## [What the task asks]
Convert the portion of the data below that begins with the line containing "For the benchmark, mark every instance of the wire", including that line, and continues through the end of the data into a numbered list, omitting any blank lines.

## [Provided information]
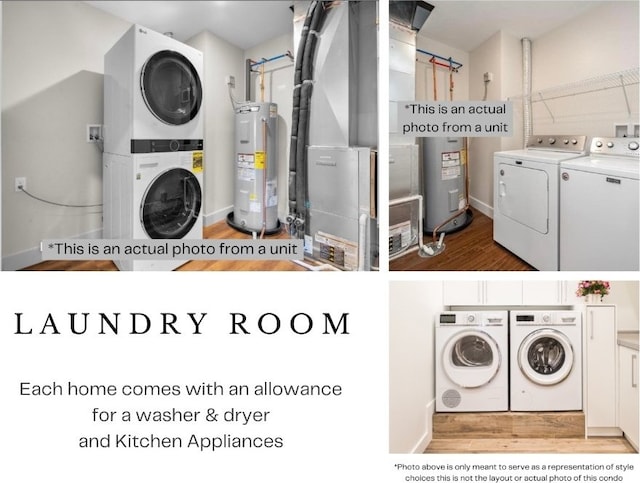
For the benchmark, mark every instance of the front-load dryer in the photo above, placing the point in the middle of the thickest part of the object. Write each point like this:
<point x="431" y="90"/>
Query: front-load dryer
<point x="525" y="197"/>
<point x="545" y="360"/>
<point x="153" y="196"/>
<point x="153" y="94"/>
<point x="472" y="361"/>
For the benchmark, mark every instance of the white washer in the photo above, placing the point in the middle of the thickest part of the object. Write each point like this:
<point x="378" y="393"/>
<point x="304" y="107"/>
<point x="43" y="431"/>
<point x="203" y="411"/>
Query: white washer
<point x="153" y="196"/>
<point x="153" y="94"/>
<point x="471" y="361"/>
<point x="545" y="360"/>
<point x="599" y="200"/>
<point x="525" y="197"/>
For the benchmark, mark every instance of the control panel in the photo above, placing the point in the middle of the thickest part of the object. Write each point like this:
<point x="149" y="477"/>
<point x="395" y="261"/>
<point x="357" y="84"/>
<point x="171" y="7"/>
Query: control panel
<point x="569" y="143"/>
<point x="616" y="146"/>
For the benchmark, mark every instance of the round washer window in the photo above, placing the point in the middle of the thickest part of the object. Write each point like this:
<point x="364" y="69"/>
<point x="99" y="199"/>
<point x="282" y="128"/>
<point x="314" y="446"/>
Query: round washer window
<point x="171" y="87"/>
<point x="171" y="204"/>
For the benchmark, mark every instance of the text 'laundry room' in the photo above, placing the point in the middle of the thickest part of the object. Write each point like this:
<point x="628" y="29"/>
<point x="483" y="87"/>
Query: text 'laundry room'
<point x="560" y="191"/>
<point x="190" y="121"/>
<point x="513" y="366"/>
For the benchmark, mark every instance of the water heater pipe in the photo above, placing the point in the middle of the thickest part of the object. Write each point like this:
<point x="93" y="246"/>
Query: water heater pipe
<point x="526" y="90"/>
<point x="264" y="178"/>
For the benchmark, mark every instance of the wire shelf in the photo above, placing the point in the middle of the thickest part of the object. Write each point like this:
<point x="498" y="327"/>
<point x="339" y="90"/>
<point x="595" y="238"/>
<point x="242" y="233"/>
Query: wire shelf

## [Full answer]
1. For the benchmark, mark every instance of the wire shelf in the photo above, placing the point in the middle of the thickest part of the object. Write each point like this:
2. <point x="498" y="327"/>
3. <point x="339" y="90"/>
4. <point x="595" y="238"/>
5. <point x="242" y="233"/>
6. Query: wire shelf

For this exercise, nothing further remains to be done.